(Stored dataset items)
—————

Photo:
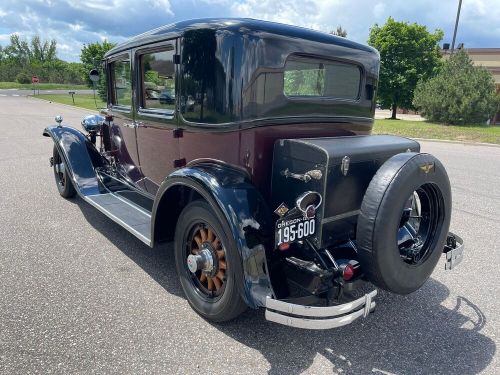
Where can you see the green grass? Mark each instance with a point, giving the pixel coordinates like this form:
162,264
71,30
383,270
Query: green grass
424,129
41,86
81,100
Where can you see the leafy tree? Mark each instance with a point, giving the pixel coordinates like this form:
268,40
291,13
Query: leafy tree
408,53
23,77
43,51
339,32
460,93
91,56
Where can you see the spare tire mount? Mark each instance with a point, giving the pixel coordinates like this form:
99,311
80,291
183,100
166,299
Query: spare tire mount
404,221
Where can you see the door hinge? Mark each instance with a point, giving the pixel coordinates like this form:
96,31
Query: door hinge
178,133
178,163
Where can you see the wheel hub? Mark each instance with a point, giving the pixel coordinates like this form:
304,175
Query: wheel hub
202,261
206,260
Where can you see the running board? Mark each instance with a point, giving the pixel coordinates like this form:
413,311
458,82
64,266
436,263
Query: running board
131,217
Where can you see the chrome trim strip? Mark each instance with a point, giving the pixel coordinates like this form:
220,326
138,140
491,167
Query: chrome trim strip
339,217
128,227
340,315
315,323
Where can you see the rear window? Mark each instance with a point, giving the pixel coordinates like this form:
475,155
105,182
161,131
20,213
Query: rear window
307,77
122,82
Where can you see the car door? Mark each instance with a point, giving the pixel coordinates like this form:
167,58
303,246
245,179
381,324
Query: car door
156,115
123,136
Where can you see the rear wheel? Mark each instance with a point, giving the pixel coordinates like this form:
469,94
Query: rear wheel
62,176
208,264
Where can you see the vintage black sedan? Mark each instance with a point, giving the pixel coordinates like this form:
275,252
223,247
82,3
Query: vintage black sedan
249,144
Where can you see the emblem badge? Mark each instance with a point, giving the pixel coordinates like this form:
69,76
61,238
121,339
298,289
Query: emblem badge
426,168
344,167
281,210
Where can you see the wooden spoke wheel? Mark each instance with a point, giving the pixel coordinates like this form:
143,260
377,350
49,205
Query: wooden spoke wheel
210,277
208,263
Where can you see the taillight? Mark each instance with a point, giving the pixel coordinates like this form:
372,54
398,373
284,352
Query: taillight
348,272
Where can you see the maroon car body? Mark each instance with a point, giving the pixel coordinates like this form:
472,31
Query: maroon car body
248,143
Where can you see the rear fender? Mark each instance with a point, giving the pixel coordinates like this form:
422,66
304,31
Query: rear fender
80,155
238,204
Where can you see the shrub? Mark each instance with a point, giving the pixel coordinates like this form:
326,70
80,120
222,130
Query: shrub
461,93
23,77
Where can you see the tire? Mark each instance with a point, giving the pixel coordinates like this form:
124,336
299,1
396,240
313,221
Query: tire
222,302
399,266
62,176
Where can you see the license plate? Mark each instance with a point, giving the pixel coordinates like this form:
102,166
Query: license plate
293,229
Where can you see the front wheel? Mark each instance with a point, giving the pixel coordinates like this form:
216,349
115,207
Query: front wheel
208,264
62,175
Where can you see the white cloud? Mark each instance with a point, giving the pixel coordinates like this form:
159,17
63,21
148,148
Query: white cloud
74,23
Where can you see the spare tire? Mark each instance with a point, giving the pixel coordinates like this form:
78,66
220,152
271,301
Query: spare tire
404,222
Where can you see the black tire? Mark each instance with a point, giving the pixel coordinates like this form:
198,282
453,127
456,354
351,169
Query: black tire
226,302
62,176
380,220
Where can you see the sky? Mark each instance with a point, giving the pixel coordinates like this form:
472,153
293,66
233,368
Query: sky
73,23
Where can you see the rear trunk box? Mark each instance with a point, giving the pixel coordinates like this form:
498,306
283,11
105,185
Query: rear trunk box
342,191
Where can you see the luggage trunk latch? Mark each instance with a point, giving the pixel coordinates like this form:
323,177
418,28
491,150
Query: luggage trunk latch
344,166
306,177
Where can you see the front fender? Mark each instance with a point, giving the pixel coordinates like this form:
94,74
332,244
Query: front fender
80,156
237,203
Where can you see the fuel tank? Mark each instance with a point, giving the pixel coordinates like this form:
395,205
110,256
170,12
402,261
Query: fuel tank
339,169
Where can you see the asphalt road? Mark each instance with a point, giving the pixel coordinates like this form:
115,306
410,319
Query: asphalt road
78,294
15,92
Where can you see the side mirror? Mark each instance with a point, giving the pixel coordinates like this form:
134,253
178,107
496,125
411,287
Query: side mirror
94,75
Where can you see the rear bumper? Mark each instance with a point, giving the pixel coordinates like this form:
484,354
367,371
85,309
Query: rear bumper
311,317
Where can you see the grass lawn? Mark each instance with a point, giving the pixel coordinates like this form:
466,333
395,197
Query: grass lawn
81,100
41,86
423,129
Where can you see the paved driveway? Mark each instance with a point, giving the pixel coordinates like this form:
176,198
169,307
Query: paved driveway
80,294
15,92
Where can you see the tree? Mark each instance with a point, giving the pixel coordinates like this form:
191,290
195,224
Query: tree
408,53
339,32
91,57
43,51
461,93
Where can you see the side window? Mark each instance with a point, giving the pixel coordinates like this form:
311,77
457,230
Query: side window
122,83
158,80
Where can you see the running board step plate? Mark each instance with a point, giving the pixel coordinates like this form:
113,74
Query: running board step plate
134,219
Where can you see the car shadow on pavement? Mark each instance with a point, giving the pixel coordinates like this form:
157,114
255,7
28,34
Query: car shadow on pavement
158,263
413,334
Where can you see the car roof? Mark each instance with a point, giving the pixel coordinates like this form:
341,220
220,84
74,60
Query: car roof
238,25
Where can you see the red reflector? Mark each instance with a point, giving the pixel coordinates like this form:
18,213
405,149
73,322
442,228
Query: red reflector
284,246
348,272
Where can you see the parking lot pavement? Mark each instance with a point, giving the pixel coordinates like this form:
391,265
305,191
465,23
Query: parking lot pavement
78,294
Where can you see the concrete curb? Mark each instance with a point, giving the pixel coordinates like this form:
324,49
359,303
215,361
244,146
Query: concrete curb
66,105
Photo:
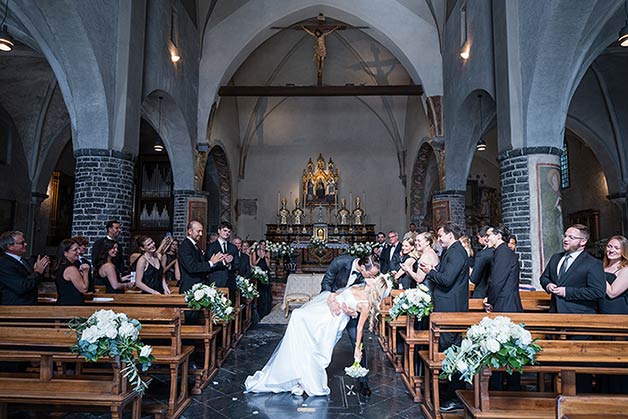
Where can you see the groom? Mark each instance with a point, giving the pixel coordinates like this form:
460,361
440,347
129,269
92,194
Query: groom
343,271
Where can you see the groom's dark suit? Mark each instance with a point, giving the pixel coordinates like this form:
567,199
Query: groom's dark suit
335,278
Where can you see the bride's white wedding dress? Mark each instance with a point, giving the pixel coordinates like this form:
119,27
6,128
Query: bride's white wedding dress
305,350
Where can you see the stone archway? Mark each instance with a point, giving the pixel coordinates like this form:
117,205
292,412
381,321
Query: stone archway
423,183
217,183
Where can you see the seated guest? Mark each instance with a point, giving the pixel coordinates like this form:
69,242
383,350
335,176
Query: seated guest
407,262
18,279
108,272
170,263
83,242
149,273
71,281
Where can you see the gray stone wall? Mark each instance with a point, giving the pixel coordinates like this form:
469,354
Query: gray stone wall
103,191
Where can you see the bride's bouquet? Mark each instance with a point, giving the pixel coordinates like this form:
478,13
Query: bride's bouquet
356,370
247,289
109,334
259,274
414,301
492,343
207,296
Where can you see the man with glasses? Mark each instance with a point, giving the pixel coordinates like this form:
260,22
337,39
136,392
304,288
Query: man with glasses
574,278
18,279
482,265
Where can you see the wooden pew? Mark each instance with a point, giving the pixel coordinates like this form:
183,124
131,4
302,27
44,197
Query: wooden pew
560,355
158,325
592,407
49,344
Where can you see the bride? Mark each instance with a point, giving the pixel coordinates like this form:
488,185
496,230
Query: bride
299,361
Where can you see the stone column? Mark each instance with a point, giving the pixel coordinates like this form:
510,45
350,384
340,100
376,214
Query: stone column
188,205
449,206
103,191
532,206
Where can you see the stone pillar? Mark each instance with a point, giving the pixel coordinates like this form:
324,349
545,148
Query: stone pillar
188,205
103,191
531,206
449,206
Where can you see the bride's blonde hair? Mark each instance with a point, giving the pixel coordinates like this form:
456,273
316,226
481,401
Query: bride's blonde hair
378,291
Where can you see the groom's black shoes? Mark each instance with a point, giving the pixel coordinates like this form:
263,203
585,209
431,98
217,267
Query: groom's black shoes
364,390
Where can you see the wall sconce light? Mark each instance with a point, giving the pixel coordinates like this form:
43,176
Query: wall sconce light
6,40
623,34
481,145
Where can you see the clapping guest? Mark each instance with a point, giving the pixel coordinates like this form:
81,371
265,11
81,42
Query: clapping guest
407,262
149,272
108,272
71,281
170,262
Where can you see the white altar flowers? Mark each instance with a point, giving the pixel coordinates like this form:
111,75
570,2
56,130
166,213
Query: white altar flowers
207,296
414,301
494,342
109,334
247,289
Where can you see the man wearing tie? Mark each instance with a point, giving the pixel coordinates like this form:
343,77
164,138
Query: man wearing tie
345,270
18,279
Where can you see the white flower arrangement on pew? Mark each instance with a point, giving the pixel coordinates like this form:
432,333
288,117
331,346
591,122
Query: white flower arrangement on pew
109,334
207,296
259,274
360,249
414,301
247,289
494,343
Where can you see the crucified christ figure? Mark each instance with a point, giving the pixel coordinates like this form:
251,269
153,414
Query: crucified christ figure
320,51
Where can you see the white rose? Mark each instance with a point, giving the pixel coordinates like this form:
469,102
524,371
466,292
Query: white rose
146,350
128,330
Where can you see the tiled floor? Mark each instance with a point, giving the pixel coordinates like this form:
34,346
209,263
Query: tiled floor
225,398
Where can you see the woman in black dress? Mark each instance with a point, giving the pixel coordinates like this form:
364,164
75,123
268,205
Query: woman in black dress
107,272
261,258
71,281
149,276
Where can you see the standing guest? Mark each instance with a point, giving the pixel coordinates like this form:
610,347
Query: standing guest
149,275
223,274
113,232
241,260
503,287
574,278
18,279
576,282
512,243
482,265
170,263
450,279
616,273
107,272
389,261
261,258
194,265
71,281
83,243
381,243
408,262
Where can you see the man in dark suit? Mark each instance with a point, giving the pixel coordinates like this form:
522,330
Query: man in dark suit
574,278
343,271
482,266
450,279
389,260
241,261
18,279
223,273
193,263
113,232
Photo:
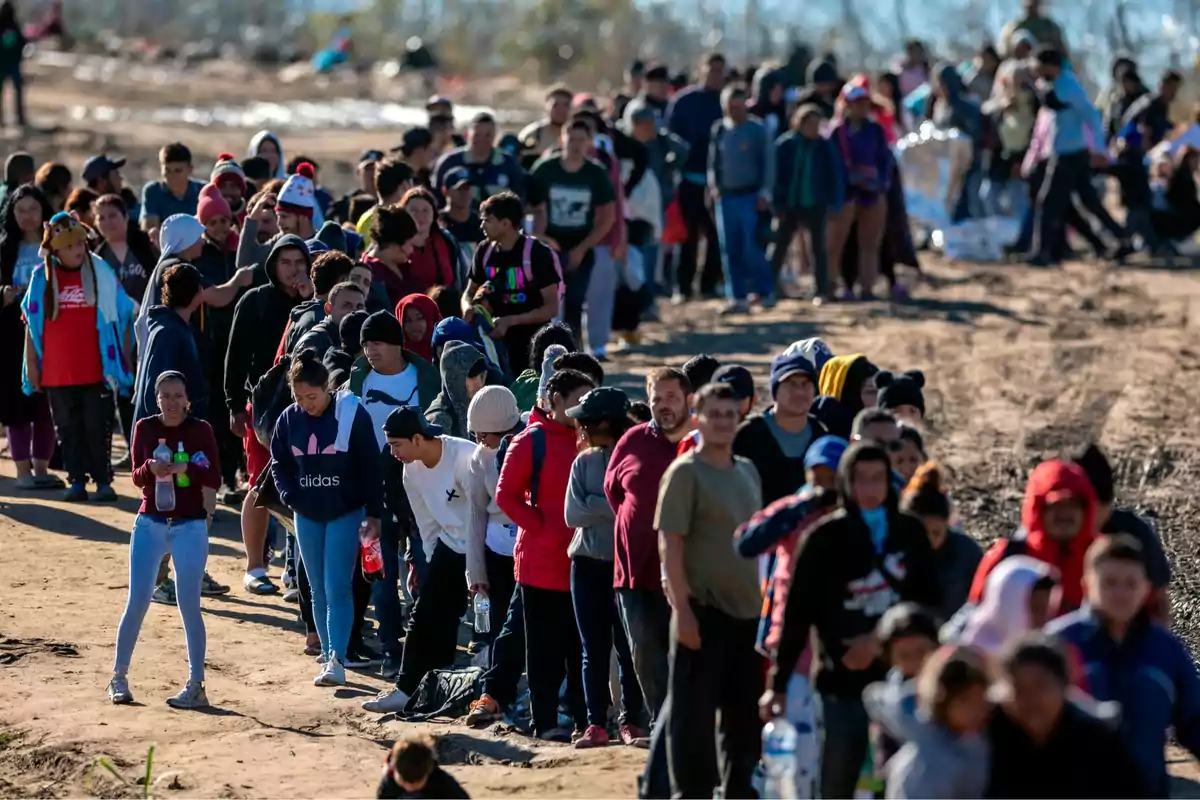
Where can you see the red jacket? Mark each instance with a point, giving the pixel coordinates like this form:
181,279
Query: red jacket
1059,480
543,534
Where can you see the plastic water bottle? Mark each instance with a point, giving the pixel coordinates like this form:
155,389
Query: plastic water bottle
181,480
779,743
483,613
163,487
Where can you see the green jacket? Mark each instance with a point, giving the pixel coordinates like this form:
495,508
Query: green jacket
429,380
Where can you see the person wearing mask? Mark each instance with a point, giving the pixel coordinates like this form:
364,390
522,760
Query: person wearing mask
706,494
324,465
1057,527
742,180
532,491
777,440
693,116
180,531
492,170
258,322
603,416
957,554
78,343
1047,745
1127,659
523,275
437,475
855,565
27,417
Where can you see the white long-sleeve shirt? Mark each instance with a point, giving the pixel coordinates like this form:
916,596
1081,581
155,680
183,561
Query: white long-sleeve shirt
438,495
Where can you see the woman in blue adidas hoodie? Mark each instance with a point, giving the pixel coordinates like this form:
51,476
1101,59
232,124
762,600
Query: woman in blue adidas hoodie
325,464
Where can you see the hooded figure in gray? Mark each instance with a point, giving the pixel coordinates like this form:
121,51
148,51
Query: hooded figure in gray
449,408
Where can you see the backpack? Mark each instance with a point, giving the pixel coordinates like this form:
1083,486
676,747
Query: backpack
527,266
269,398
538,437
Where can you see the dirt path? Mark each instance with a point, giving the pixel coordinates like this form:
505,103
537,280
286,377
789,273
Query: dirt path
1020,364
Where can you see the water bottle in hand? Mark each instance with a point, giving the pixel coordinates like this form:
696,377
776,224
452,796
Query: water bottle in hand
163,487
779,743
483,613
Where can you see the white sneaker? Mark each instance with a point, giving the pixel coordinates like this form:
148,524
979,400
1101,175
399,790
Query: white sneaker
391,701
331,674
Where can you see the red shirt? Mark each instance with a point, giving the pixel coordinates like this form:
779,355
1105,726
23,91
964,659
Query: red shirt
71,343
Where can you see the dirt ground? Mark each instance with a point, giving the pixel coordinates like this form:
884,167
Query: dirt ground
1020,364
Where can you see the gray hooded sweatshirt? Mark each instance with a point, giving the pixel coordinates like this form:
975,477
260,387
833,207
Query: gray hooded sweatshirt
449,408
934,762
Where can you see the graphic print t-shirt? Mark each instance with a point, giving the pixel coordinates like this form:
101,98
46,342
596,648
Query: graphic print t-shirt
571,198
515,294
384,394
71,343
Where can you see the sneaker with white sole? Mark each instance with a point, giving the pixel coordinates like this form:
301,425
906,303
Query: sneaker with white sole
119,691
192,696
390,701
331,674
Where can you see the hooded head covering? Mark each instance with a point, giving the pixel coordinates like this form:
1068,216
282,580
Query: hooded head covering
256,144
1055,481
1003,614
425,306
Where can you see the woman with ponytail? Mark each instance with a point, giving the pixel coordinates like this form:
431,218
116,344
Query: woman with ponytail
955,554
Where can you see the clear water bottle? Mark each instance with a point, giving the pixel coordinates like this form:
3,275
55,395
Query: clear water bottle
483,613
163,487
779,743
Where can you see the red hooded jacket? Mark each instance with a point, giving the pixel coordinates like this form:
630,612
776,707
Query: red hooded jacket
543,533
425,306
1050,482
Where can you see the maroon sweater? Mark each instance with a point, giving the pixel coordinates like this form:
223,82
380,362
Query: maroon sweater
631,485
203,467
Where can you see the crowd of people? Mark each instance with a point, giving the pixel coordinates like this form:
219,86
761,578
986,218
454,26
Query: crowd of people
403,389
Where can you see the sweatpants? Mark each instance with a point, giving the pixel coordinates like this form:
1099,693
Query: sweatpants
433,625
187,541
330,552
552,653
84,417
600,631
725,674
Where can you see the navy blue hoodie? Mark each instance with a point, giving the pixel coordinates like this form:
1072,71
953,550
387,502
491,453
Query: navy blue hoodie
319,477
169,346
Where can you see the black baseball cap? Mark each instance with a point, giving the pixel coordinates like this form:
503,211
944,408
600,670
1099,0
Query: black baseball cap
100,166
601,403
739,378
407,421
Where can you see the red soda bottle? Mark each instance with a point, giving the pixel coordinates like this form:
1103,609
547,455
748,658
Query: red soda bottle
372,555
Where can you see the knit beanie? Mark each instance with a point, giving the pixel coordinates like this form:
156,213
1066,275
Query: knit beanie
383,326
227,169
492,410
547,370
213,204
180,232
903,389
298,194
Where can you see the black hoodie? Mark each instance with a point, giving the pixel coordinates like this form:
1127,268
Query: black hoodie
841,587
258,323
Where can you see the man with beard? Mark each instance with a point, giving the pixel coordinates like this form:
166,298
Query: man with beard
631,485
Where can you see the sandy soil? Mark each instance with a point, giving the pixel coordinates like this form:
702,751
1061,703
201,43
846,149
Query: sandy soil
1021,364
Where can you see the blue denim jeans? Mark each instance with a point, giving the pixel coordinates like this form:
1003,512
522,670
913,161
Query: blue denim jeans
330,554
737,227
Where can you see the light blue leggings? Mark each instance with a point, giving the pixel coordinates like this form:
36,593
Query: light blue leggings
330,554
187,542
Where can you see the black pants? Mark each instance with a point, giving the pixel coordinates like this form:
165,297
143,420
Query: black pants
505,657
433,625
724,674
84,416
552,653
699,220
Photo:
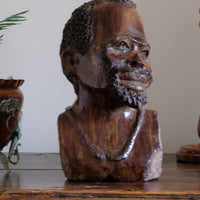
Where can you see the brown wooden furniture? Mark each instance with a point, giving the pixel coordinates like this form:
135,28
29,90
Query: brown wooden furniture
39,176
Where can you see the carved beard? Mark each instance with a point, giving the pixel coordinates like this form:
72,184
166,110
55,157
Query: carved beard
122,94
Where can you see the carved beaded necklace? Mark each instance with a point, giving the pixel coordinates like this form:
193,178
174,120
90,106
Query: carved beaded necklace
98,152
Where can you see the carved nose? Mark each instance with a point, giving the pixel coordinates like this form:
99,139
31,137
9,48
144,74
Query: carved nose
136,64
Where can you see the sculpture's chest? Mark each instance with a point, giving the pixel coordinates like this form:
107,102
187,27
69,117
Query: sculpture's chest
87,160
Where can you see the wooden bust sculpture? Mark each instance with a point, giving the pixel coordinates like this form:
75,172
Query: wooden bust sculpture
107,134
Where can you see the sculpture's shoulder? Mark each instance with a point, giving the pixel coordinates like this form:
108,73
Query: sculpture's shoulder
64,117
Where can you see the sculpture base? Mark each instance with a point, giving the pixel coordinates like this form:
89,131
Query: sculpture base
189,153
82,161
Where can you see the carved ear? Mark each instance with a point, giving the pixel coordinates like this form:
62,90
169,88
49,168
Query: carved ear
69,60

—————

### WORK TO COMPLETE
Copy verbatim the part of the listing above that opens with the line containing "Where can you see the sculpture's chest?" and runs through the end of the listing, including both ends.

### OUTPUT OF THE TASK
Where can you see the sculpture's chest? Mark each instance with a point, giving the pixel coordinates like this form:
107,102
187,27
69,117
Query: sculpture's chest
87,160
Where can you see the wooden bust sculpture? Mark each instance with a point, giving the pixel coordinates like this form:
75,172
Query: wooden bust sculpture
107,134
Where can you see the sculpture's shoulder? Mark each instance with a point, giving the pixel coordinates like this form:
108,73
Query: sculpture's shoulder
64,117
Where can you see the sculpture base? Mark each instance with a point, giving the pixel coordinates like this form:
89,131
Query: sculpture base
189,153
82,161
Where can you see the carved ear? Mark each instance with a point, giving the pixel coordinates like this form:
62,90
169,88
49,168
Query: carved ear
69,60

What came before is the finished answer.